Your goal:
Exactly reproduce the lines from the line that has "Target: photograph" down to the last line of the entries, inclusive.

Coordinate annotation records
########
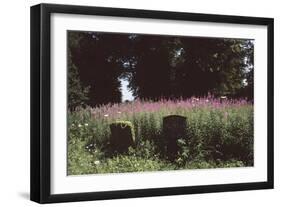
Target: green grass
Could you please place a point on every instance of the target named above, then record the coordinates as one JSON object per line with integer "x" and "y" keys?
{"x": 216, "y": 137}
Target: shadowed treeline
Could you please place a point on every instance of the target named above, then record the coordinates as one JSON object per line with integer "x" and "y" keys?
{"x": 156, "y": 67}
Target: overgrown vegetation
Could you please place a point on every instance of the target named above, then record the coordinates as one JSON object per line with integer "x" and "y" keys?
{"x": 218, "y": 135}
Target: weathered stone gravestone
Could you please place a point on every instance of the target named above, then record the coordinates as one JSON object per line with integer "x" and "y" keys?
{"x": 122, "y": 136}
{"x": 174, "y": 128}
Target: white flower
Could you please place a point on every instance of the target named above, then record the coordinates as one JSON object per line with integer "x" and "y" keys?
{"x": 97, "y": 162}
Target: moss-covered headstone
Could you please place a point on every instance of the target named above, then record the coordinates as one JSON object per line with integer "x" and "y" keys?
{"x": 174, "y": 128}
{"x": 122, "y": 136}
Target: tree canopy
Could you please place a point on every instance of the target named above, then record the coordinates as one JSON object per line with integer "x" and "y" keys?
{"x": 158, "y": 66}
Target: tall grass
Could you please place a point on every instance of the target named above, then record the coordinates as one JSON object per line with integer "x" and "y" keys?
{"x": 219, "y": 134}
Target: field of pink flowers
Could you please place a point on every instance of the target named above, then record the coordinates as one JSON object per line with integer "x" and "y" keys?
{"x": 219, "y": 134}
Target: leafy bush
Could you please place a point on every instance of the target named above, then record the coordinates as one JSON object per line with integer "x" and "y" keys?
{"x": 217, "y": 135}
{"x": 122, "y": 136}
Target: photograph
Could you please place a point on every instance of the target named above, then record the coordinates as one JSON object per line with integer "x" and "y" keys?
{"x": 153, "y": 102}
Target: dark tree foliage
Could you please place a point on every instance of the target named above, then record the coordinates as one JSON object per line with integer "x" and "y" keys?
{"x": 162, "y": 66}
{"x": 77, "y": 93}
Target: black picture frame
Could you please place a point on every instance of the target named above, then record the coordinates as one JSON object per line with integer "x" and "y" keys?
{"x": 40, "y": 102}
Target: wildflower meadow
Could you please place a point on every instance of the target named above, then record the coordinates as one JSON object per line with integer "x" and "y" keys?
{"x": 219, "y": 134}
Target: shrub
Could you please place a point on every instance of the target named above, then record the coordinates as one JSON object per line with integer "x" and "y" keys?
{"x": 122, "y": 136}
########
Task output:
Target: photograph
Could you please place a point on every instance of the target named above, then record the coordinates as one JSON object per line with integer "x" and "y" keys?
{"x": 153, "y": 102}
Target: dark tree foliage
Could you please place a point on every instance of the target named above, then record the coordinates as one JSON object per line with integer "x" and "y" keys?
{"x": 162, "y": 66}
{"x": 77, "y": 93}
Target: black picture frame
Could you please place a point on every instance of the target named above, then record the coordinates as one JSON object per line with integer "x" and "y" keys?
{"x": 40, "y": 102}
Target: wildflower meadow
Could you please place a point on every instance of the target named above, then record the coordinates as one JSON object per line with integer "x" and "y" keys?
{"x": 219, "y": 134}
Target: shrub
Could you please place a point on every instance of the target named above, then record the coordinates as one JSON object per line with integer "x" and "y" keys?
{"x": 122, "y": 136}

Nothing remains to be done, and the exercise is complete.